▶ **Provided passage**:
# Social Security scams costing Americans



## Robert59 (Jan 29, 2020)

*U.S. cracking down on Social Security fraud*
https://www.cbsnews.com/video/us-cracking-down-on-robocalls-scamming-americans-out-of-their-money/#x


----------



## fmdog44 (Jan 30, 2020)

Sadly there was a piece on the scam on the CBS evening news today where the couple withdrew what they said was their life savings $150,000 and sent it to the bad guys. It is incredible that people still have not caught win of this scam and others like it.


----------



## Don M. (Jan 30, 2020)

These Scam calls seem to be increasing.  We get a half dozen a day, anymore....some even showing our own phone number on the caller ID.  The Only way to avoid any such problems is to Not answer the phone when a suspicious number appears.  If it's a legitimate call, the person calling can leave a message. and then we can option to either answer while they are leaving a message, or call them back.  So long as people are gullible enough to fall for these scams, they will continue.


----------



## JustBonee (Jan 30, 2020)

fmdog44 said:


> Sadly there was a piece on the scam on the CBS evening news today where the couple withdrew what they said was their life savings $150,000 and sent it to the bad guys. It is incredible that people still have not caught win of this scam and others like it.



What are they thinking ...    when someone calls and tells you to withdraw all your life savings  and send it to an overseas account  ...  and be sure not to tell anyone about it ..   Don't red flags go off??   
I don't understand it.

And even more ridiculous  ... the FBI asking for gift cards!


----------



## Pepper (Jan 30, 2020)

Some people are so stupid I'm amazed they managed to make it through life, work, raise kids, etc.


----------



## StarSong (Jan 30, 2020)

Pepper said:


> Some people are so stupid I'm amazed they managed to make it through life, work, raise kids, etc.



With advanced age many lose some ability to discern scams.  
What sounds ludicrous to a 60 year old can seem quite plausible to that same person at 85.  Doesn't mean they were stupid in younger years.


----------



## Pepper (Jan 30, 2020)

ok, @StarSong, that is a good excuse.


----------



## JustBonee (Jan 30, 2020)

StarSong said:


> With advanced age many lose some ability to discern scams.
> What sounds ludicrous to a 60 year old can seem quite plausible to that same person at 85.  Doesn't mean they were stupid in younger years.



I heard of a local woman some years back (in her 80's),    who was loosing her ability to understand the function of money (cash)  ..  she started flushing money down the toilet when no one was around.  It took a while for anyone to catch on..


----------



## Kaila (Jan 30, 2020)

▶ **Provided material**:
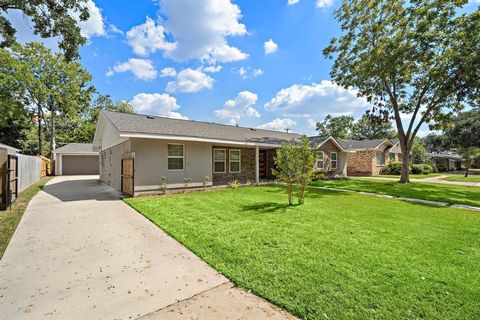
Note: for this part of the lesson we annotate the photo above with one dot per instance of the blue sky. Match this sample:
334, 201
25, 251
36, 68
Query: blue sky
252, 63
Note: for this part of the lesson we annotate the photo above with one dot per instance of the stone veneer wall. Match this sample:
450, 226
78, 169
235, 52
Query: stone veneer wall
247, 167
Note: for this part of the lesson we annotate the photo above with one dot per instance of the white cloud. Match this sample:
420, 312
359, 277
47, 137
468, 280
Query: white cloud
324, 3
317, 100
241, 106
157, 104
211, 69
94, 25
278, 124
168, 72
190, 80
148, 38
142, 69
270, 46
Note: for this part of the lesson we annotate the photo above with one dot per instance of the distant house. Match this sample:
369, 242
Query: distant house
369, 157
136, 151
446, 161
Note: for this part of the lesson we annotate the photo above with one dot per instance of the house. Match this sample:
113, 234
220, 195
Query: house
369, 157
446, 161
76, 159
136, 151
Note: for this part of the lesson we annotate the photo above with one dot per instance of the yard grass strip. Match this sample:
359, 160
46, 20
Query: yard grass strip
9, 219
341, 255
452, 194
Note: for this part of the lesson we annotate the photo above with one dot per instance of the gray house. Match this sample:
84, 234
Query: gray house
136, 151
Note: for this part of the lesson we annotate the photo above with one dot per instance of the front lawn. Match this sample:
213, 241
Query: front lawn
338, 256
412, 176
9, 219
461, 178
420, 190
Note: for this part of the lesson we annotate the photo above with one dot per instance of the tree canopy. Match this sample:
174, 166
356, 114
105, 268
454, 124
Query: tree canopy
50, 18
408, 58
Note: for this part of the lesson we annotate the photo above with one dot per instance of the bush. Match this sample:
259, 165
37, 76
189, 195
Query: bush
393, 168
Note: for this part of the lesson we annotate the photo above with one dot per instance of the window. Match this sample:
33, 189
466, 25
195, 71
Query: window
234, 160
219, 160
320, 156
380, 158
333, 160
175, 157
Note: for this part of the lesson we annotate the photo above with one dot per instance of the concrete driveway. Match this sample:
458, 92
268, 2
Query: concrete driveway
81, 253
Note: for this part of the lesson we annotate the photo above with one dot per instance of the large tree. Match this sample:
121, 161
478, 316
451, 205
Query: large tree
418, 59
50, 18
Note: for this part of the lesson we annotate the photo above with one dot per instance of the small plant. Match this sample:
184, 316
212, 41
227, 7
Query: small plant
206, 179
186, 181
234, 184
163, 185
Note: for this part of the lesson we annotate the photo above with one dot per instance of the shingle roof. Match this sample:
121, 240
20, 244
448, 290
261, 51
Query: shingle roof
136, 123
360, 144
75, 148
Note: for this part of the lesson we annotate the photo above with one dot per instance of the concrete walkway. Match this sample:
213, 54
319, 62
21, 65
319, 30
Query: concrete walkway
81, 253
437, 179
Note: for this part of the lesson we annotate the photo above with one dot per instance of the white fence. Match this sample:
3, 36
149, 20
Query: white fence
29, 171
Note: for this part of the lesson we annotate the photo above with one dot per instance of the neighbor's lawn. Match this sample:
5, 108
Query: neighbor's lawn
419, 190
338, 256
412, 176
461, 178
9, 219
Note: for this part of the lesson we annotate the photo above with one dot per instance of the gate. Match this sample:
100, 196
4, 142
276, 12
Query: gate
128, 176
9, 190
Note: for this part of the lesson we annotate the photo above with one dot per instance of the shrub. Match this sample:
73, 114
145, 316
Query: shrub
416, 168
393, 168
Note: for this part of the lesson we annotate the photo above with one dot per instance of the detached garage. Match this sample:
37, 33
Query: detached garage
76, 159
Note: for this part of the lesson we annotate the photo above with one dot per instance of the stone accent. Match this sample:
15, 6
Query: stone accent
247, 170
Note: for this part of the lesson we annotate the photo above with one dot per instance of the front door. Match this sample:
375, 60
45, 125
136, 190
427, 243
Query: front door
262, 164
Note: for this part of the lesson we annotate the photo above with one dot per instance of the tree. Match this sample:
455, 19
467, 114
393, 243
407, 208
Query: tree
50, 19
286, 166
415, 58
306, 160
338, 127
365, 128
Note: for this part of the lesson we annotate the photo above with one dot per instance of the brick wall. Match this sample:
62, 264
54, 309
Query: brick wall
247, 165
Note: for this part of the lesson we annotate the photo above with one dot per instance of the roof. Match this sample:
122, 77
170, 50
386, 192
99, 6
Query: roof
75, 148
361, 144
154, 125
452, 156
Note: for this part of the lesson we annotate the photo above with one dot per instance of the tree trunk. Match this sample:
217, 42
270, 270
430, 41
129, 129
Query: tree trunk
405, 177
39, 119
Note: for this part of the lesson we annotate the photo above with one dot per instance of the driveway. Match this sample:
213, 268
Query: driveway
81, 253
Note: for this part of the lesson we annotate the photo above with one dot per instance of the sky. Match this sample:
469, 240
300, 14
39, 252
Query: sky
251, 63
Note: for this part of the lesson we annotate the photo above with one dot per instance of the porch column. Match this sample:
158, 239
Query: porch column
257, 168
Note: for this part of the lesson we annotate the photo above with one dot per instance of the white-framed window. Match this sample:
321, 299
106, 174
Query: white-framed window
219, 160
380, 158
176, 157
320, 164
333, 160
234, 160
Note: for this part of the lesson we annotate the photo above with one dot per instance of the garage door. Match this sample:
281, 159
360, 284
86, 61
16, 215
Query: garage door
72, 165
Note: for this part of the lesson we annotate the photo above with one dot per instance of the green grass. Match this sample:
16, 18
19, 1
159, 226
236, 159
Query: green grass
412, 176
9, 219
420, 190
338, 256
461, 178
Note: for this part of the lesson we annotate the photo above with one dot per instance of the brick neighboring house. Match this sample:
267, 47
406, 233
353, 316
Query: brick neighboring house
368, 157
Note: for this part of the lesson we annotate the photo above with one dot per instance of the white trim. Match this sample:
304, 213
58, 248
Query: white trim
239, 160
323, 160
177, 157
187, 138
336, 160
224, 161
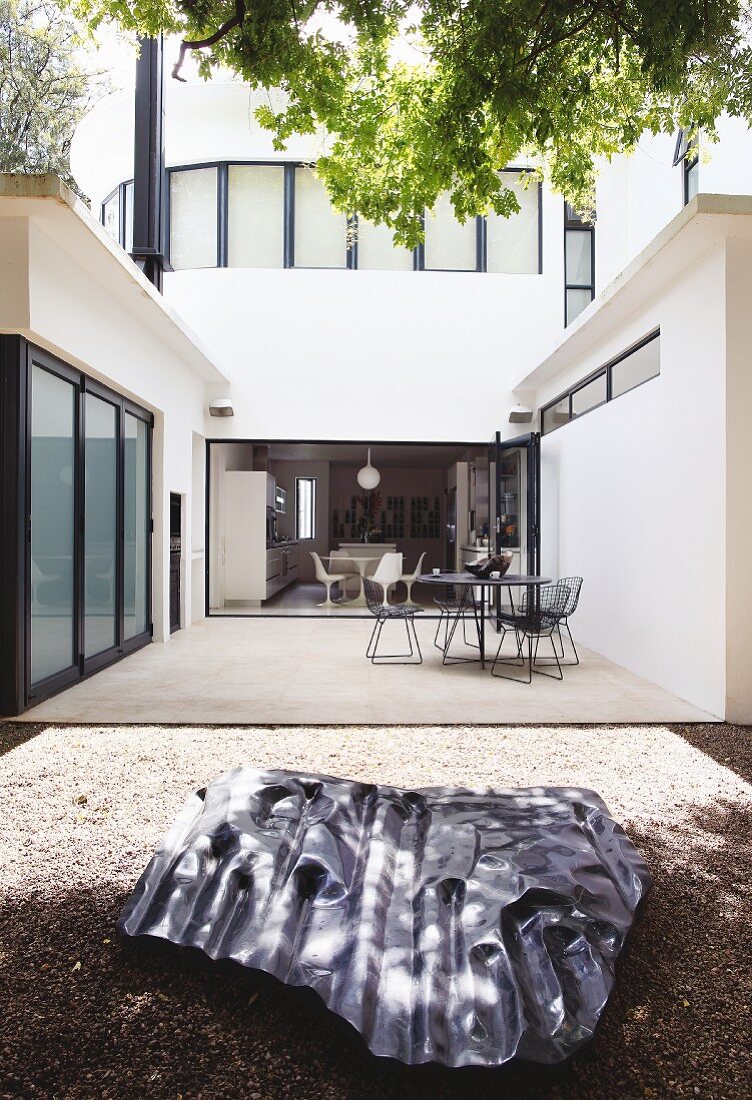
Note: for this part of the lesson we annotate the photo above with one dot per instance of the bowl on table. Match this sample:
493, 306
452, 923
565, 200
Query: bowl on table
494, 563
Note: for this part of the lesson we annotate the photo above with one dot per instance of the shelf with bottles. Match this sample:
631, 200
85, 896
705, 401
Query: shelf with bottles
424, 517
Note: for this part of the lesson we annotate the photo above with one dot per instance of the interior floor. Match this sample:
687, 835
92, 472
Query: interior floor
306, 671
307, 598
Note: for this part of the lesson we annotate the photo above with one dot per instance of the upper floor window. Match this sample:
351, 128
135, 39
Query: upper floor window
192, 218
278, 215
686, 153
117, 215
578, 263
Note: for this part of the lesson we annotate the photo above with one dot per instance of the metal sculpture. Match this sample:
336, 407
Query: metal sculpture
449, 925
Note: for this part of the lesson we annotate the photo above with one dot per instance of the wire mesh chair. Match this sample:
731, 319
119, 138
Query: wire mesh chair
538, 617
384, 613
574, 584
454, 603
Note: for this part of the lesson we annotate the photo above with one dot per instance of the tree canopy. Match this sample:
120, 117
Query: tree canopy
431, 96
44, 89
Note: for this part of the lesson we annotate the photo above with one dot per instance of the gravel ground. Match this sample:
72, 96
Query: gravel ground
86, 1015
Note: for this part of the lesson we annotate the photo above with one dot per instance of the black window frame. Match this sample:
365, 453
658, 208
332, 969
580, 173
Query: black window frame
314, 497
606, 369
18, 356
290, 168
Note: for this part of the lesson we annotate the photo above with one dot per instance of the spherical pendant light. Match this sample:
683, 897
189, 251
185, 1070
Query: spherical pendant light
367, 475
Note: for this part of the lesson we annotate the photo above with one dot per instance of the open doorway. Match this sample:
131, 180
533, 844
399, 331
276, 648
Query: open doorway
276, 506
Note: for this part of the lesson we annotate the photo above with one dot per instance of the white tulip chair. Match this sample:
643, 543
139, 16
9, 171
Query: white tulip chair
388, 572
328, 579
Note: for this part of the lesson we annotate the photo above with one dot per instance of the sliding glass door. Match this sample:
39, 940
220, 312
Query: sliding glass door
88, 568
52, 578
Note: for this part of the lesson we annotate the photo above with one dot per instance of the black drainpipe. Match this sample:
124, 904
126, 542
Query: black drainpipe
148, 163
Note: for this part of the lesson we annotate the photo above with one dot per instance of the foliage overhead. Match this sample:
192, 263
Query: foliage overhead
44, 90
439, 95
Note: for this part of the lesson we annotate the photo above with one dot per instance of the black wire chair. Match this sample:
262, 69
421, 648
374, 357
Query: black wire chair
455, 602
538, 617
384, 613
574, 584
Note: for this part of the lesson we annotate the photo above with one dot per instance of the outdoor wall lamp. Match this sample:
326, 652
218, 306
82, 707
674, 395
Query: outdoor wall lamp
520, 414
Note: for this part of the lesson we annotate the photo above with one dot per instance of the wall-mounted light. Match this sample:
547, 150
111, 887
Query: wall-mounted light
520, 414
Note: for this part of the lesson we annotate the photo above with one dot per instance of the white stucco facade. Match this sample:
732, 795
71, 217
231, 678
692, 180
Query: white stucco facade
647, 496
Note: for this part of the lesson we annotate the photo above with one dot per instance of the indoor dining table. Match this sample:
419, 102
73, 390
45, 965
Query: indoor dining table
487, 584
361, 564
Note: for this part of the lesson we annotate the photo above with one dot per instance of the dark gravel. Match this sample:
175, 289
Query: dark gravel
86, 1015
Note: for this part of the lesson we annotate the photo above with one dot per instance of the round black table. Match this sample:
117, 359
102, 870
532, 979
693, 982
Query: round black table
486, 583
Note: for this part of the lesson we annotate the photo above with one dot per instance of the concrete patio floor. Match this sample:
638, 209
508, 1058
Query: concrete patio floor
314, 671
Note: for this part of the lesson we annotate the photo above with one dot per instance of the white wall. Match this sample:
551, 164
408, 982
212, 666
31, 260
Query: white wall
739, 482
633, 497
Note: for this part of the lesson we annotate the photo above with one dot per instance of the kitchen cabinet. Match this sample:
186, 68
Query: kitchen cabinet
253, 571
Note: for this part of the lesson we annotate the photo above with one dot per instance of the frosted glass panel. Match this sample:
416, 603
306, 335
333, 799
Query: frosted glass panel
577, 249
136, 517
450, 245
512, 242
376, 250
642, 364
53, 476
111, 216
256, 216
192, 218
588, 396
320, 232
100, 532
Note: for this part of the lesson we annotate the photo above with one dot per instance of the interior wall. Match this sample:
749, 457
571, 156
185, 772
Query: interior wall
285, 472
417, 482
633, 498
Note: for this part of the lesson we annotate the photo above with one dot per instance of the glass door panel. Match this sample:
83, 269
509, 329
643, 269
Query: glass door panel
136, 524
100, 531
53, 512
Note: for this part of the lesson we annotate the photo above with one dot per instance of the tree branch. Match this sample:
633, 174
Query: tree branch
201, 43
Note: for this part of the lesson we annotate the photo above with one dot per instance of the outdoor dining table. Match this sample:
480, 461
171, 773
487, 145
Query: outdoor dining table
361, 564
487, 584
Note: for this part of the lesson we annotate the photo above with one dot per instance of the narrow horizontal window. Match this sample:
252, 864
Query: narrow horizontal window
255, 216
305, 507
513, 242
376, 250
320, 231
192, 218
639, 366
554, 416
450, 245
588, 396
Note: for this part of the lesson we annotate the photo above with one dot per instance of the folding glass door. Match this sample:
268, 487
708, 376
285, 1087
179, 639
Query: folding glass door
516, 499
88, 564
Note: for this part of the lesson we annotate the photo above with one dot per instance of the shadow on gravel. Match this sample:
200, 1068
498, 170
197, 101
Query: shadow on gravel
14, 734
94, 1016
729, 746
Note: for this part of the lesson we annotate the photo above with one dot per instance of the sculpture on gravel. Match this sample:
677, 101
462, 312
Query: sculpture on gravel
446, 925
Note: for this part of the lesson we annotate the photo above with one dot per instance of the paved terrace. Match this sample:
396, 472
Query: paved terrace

▶ **Problem requirements**:
Copy the Social Security scams thread between "I heard of a" and "Kaila (Jan 30, 2020)", inclusive, substituting "sink" for "toilet".

▶ **Exercise result**:
I heard of a local woman some years back (in her 80's),    who was loosing her ability to understand the function of money (cash)  ..  she started flushing money down the sink when no one was around.  It took a while for anyone to catch on..


----------



## Kaila (Jan 30, 2020)